**PROBLEM DESCRIPTION:** From the records below, output exactly the lines running from the line containing "Objective — set a marker on each instance of the sandy" through the line containing "trunk in this photo, one point per instance.", and no others.

─── STORED DATA

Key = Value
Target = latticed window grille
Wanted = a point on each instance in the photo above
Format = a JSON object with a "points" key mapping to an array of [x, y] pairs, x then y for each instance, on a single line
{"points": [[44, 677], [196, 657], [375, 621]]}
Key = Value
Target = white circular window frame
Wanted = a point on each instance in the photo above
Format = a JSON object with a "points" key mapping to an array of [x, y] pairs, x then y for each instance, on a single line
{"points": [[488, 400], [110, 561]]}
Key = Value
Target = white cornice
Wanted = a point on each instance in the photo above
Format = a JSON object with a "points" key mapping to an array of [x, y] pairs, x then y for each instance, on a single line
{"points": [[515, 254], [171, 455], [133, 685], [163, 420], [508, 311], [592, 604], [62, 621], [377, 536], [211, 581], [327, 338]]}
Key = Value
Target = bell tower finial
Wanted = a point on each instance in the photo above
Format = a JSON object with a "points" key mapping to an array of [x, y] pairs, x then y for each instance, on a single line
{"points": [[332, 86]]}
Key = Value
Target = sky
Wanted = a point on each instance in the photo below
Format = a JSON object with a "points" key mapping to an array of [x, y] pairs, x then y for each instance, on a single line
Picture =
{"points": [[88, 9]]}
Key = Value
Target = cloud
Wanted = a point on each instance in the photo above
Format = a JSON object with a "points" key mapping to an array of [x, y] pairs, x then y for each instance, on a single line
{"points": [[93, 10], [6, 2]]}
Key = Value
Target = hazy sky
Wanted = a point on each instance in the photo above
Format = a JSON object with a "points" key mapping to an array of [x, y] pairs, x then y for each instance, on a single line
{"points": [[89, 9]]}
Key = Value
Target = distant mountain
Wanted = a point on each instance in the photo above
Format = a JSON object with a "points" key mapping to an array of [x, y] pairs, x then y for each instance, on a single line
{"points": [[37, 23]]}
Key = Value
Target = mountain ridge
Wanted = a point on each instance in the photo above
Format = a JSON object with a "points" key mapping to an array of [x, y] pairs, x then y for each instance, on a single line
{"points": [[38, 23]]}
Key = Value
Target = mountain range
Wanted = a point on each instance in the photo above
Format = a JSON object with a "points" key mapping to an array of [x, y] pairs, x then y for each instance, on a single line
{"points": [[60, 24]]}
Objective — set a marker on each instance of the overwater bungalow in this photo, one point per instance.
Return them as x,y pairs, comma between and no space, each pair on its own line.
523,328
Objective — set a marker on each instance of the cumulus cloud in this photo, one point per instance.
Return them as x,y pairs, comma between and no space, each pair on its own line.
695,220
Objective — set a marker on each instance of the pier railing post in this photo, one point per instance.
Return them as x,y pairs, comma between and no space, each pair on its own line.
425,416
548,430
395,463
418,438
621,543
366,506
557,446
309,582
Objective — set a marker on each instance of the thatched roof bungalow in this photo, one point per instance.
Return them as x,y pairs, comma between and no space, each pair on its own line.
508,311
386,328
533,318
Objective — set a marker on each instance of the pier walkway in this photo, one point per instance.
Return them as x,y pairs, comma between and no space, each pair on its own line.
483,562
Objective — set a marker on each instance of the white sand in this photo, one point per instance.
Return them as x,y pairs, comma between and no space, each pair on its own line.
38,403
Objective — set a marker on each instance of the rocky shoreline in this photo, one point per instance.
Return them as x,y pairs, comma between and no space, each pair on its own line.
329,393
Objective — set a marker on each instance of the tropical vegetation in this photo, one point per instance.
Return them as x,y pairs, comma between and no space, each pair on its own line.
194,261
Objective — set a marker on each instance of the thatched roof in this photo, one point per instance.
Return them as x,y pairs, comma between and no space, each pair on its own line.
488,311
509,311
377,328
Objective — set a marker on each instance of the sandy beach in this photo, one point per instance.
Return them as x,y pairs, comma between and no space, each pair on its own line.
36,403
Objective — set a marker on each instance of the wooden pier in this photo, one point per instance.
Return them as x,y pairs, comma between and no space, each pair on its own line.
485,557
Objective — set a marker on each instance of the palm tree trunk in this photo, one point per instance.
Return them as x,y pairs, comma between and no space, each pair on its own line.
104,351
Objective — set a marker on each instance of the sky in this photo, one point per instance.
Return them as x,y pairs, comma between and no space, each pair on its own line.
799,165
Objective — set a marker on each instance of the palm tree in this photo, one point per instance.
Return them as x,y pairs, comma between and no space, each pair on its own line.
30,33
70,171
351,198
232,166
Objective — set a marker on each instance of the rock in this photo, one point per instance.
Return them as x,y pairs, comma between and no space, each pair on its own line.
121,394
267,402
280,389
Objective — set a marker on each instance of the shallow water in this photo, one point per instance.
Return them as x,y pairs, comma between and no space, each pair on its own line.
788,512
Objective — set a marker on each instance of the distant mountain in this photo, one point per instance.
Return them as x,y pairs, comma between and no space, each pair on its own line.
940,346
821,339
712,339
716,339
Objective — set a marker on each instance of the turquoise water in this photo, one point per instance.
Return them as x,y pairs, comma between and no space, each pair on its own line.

──────

**SOLUTION:**
Objective — set a marker on each instance of the sandy beach in this photo, one point per instance.
Return them as x,y pairs, comma between and no space, each pair on its own line.
36,403
Objective — set a marker on each instance of the wooden pier in this photo, one point per instance.
Return them as x,y pairs, comma between and no space, each pair on its own line.
485,557
Objective — set a marker on each instance of the palm tree trunk in this photo, one point per instance.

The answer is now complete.